# PROVIDED MATERIAL
────────────────────

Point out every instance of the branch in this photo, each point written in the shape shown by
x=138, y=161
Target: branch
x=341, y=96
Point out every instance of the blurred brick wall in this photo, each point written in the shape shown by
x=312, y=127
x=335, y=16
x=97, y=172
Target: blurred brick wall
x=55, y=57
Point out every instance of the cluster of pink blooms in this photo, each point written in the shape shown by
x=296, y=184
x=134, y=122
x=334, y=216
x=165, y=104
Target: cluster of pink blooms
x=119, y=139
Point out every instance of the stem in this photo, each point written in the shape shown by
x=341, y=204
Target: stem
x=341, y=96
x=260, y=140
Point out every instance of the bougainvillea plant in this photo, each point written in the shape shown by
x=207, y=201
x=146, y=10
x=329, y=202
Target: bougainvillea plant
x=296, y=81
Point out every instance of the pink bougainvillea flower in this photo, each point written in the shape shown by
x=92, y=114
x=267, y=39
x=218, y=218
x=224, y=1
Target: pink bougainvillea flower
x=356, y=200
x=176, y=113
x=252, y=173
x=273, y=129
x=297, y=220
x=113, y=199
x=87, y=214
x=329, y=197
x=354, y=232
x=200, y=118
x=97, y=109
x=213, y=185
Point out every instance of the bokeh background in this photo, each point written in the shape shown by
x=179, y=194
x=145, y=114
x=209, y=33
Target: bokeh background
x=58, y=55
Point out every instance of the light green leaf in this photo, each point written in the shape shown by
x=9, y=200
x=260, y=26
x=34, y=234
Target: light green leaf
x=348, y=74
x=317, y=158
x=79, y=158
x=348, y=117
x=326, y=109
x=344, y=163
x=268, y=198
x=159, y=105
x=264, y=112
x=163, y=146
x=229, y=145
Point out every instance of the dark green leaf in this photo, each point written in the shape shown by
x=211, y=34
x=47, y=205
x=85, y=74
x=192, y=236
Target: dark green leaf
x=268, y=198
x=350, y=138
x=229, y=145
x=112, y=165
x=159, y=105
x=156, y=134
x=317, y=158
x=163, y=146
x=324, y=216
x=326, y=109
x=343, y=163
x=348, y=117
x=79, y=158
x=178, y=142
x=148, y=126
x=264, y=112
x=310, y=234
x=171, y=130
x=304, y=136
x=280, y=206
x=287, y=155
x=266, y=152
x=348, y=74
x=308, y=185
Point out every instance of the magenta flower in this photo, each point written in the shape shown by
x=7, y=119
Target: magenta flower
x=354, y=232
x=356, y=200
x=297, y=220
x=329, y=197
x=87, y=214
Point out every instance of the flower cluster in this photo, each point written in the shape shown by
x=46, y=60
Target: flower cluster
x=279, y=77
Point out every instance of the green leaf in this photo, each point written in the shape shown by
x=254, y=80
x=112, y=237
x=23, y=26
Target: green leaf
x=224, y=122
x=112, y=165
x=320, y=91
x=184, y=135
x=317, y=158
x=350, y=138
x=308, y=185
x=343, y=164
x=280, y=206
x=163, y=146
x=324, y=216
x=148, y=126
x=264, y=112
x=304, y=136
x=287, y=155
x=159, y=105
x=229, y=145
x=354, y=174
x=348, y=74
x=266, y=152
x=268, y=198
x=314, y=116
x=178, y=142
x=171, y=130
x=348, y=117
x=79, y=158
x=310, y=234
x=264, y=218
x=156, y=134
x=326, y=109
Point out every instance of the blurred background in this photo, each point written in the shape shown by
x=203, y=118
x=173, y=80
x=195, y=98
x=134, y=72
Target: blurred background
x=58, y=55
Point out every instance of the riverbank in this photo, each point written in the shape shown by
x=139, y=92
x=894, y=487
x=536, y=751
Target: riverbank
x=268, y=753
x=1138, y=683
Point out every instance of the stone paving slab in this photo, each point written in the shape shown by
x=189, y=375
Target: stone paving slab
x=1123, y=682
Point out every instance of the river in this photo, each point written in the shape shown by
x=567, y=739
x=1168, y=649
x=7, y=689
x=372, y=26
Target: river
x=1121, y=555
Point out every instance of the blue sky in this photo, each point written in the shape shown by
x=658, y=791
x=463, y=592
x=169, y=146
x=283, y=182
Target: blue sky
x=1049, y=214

────────────────────

# EXERCISE OBJECTIVE
Rewrite every line of the records above as a numbered list, leaving out any blank lines.

# RESPONSE TO THIS EXERCISE
1. Point out every instance of the branch in this photo, each point written in the shape shown by
2. x=138, y=161
3. Target: branch
4. x=341, y=96
5. Point out every instance of the blurred brick wall in this photo, each point written in the shape shown by
6. x=312, y=127
7. x=335, y=16
8. x=97, y=172
9. Target: blurred brick wall
10. x=55, y=57
11. Point out every instance of the cluster of pink blooms in this photo, each point written in the shape shown by
12. x=296, y=184
13. x=134, y=122
14. x=334, y=216
15. x=165, y=104
16. Target: cluster of pink blooms
17. x=119, y=139
18. Point out every instance of the stem in this photo, each point written in the shape shown by
19. x=341, y=204
20. Target: stem
21. x=341, y=96
22. x=260, y=140
23. Point out every instance of the bougainvillea plant in this photo, each point written in the shape shown by
24. x=207, y=201
25. x=146, y=10
26. x=329, y=202
27. Target: bougainvillea plant
28. x=296, y=81
29. Point out every instance of the pink bougainvillea flower in this photo, each point written in the shape shown by
30. x=92, y=114
31. x=267, y=39
32. x=218, y=218
33. x=224, y=1
34. Target: pink bougainvillea flower
35. x=356, y=200
36. x=176, y=113
37. x=252, y=173
38. x=273, y=129
39. x=297, y=220
40. x=113, y=199
41. x=87, y=214
42. x=329, y=197
43. x=354, y=232
44. x=200, y=118
45. x=97, y=109
46. x=213, y=185
47. Point out every instance of the bokeh background in this photo, each point written in the shape shown by
48. x=179, y=194
49. x=145, y=114
50. x=209, y=33
51. Target: bokeh background
52. x=58, y=55
53. Point out every instance of the light green leaf in this photo, each point written in the shape shown by
54. x=9, y=200
55. x=260, y=26
56. x=34, y=234
57. Target: light green leaf
58. x=348, y=74
59. x=317, y=158
60. x=79, y=158
61. x=348, y=117
62. x=326, y=109
63. x=344, y=163
64. x=268, y=198
65. x=159, y=105
66. x=264, y=112
67. x=163, y=146
68. x=229, y=145
69. Point out every instance of the dark green leaf in this photo, each point written in the shape shown by
70. x=211, y=34
71. x=47, y=205
72. x=85, y=74
73. x=192, y=236
74. Target: dark green leaf
75. x=268, y=198
76. x=350, y=138
77. x=229, y=145
78. x=112, y=165
79. x=159, y=105
80. x=156, y=134
81. x=317, y=158
82. x=163, y=146
83. x=324, y=216
84. x=326, y=109
85. x=343, y=163
86. x=348, y=117
87. x=79, y=158
88. x=178, y=142
89. x=148, y=126
90. x=264, y=112
91. x=310, y=234
92. x=171, y=130
93. x=304, y=136
94. x=280, y=206
95. x=287, y=155
96. x=266, y=152
97. x=348, y=74
98. x=308, y=185
99. Point out every instance of the magenta flower in this photo, each point written in the shape shown by
100. x=7, y=119
101. Target: magenta flower
102. x=354, y=232
103. x=356, y=200
104. x=297, y=220
105. x=329, y=197
106. x=87, y=214
107. Point out every instance of the flower cluster in this photo, each point written in the shape shown by
108. x=46, y=60
109. Target: flower cluster
110. x=279, y=77
111. Point out every instance of the green leaf in this photo, each point written in the shape shown by
112. x=254, y=80
113. x=112, y=237
114. x=23, y=26
115. Target: green leaf
116. x=224, y=122
117. x=112, y=165
118. x=320, y=91
119. x=184, y=135
120. x=317, y=158
121. x=350, y=138
122. x=308, y=185
123. x=343, y=164
124. x=280, y=206
125. x=163, y=146
126. x=324, y=216
127. x=148, y=126
128. x=264, y=112
129. x=304, y=136
130. x=287, y=155
131. x=159, y=105
132. x=229, y=145
133. x=354, y=174
134. x=348, y=74
135. x=266, y=152
136. x=268, y=198
137. x=314, y=116
138. x=178, y=142
139. x=171, y=130
140. x=348, y=117
141. x=79, y=158
142. x=310, y=234
143. x=264, y=218
144. x=156, y=134
145. x=326, y=109
146. Point out every instance of the blurred background in this photo, each point written in the shape shown by
147. x=203, y=118
148. x=173, y=80
149. x=195, y=98
150. x=134, y=72
151. Target: blurred background
152. x=58, y=55
153. Point out every instance of the riverbank in this photo, each point written in the shape shown by
154. x=139, y=92
155. x=894, y=487
156. x=536, y=751
157. Target: riverbank
158. x=268, y=753
159. x=1138, y=683
160. Point out every instance of the stone paving slab in this photo, each point written in the shape shown by
161. x=189, y=375
162. Target: stone paving slab
163. x=1123, y=682
164. Point out every instance of the river in this photo, each point written in the shape shown by
165. x=567, y=739
166. x=1168, y=649
167. x=7, y=689
168. x=372, y=26
169. Target: river
170. x=1121, y=555
171. Point out every instance of the blue sky in this photo, each point written in the shape shown by
172. x=658, y=791
173. x=463, y=592
174. x=169, y=146
175. x=283, y=182
176. Target: blue sky
177. x=1049, y=214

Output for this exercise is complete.